**Excerpt provided**
---+---

# Have I married a roommate ???



## Kygirl1969 (Mar 5, 2014)

This is my first time posting here. I'm thankful to find a place where others are having similar issues to mine. My husband and I got married 1 1/2 years ago, second marriage for both of us. My sex drive has always been extremely high, and he led me to believe his was the same when we were getting to know each other. Now he feels like my roommate. Don't get me wrong, he's a wonderful husband in every other way, very attentive and affectionate to a point. Hard worker, great sense of humor, but sex is essentially gone. We've gone up to 3 months without it and that doesn't seem to phase him. Just no desire. He says he does desire me, but constantly rejects me when it comes to sex. "too tired", "i prefer mornings", then morning comes and nothing. Part of the reason his first marriage dissolved was she refused him constantly. Then he talks about how he wishes I'd known him when he was with his ex-girlfriend, they had sex almost daily. He seems to have nothing left for me. He won't go to counseling. Had his testosterone checked, it was normal. If I could eliminate sex from my mind I'd be perfectly happy. Haven't figured out how to make that happen yet. At my wits end.


----------



## Faithful Wife (Oct 31, 2012)

Some men just aren't that sexual, contrary to popular belief that they are *all* slobbering dogs after sex.

I'm betting the "sex almost daily" with the ex is a misrepresentation, and I would also doubt the ex-wife rejecting him story.

I'm sorry you find yourself in this position. I would bail.


----------



## OwlGirl (Mar 3, 2014)

I'm so sorry to hear you are having to deal with this. I have been living in a sexless marriage myself for more than 10 years with my husband (7x / year or so). 

My two cents is to nip it in the bud now - because this issue will not go away, and you will become resentful and bitter as the years pass. Sex is a beautiful, normal thing that couples need - not only for physical satiety, but for emotional connectedness as well. 

My situation has finally come to a head (along with a plethora of other issues with my dear husband), and I am contemplating leaving at this point. We are seeking counseling for this issue among many others as a last ditch effort to save the marriage. 

Best of luck getting him to open his eyes to your important desire for intimacy. Life is too short. Sex is absolutely essential to a real marriage.


----------



## PBear (Nov 16, 2010)

Why won't he go to counsing? Have you told him how frustrated you are? 

C
_Posted via Mobile Device_


----------



## BostonBruins32 (Nov 2, 2013)

Ugh. Why do we marry such mismatches. I don't hear a lot about couples where one wants weekly vs partner wanting two times a week. It seems like it's always extremes. I hear ya OP.
_Posted via Mobile Device_


----------



## Accipiter777 (Jul 22, 2011)

---+---

**Data records**
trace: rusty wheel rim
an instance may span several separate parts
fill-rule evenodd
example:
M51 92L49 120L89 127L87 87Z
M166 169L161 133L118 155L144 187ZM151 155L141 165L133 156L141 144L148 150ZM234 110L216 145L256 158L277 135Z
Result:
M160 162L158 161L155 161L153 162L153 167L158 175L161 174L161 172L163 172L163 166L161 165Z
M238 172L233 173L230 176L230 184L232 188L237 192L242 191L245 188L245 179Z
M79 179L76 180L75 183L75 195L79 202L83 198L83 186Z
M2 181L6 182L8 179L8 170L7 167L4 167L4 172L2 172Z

---+---

**What is needed**
Reproduce the passage from the forum thread starting at "My two cents" and ending at "connectedness as well.", replacing "bitter" with "angry".

**Answer to this problem**
My two cents is to nip it in the bud now - because this issue will not go away, and you will become resentful and angry as the years pass. Sex is a beautiful, normal thing that couples need - not only for physical satiety, but for emotional connectedness as well.